• **DATASET EXCERPTS**:
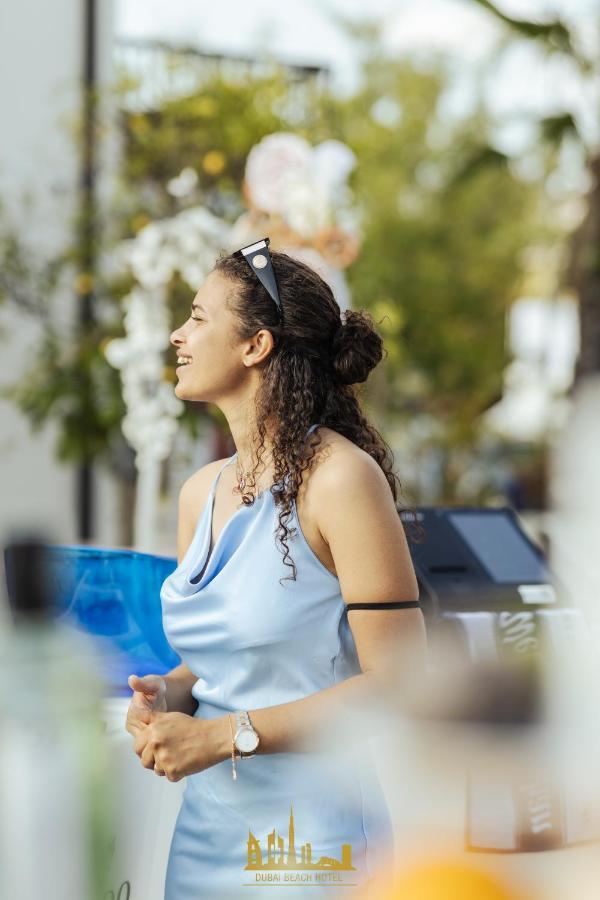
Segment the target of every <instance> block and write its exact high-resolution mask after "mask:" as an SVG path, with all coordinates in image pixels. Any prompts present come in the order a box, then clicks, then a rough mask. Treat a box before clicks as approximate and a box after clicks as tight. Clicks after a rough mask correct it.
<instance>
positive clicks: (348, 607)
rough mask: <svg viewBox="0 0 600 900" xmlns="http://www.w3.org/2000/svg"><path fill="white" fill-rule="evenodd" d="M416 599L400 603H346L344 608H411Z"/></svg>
mask: <svg viewBox="0 0 600 900" xmlns="http://www.w3.org/2000/svg"><path fill="white" fill-rule="evenodd" d="M420 605H421V604H420V603H419V601H418V600H402V601H401V602H400V603H346V609H413V608H414V607H419V606H420Z"/></svg>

• **TASK DESCRIPTION**: Can you give these items again with "rough mask" swapped for "coarse mask" everywhere and everything else left as it is, omitting the pictures?

• **RESULT OF THE EXERCISE**:
Segment the target of every <instance> block and write its exact high-resolution mask after "mask:" as an SVG path, with all coordinates in image pixels. Any prompts present come in the order a box, then clicks, then a coarse mask. Treat a box before clicks as approximate and a box after clicks as tight. Clicks after a coarse mask correct it.
<instance>
positive clicks: (348, 607)
coarse mask: <svg viewBox="0 0 600 900" xmlns="http://www.w3.org/2000/svg"><path fill="white" fill-rule="evenodd" d="M416 599L400 603H346L344 608H411Z"/></svg>
mask: <svg viewBox="0 0 600 900" xmlns="http://www.w3.org/2000/svg"><path fill="white" fill-rule="evenodd" d="M420 605H421V604H420V603H419V601H418V600H402V601H401V602H400V603H346V609H413V608H414V607H419V606H420Z"/></svg>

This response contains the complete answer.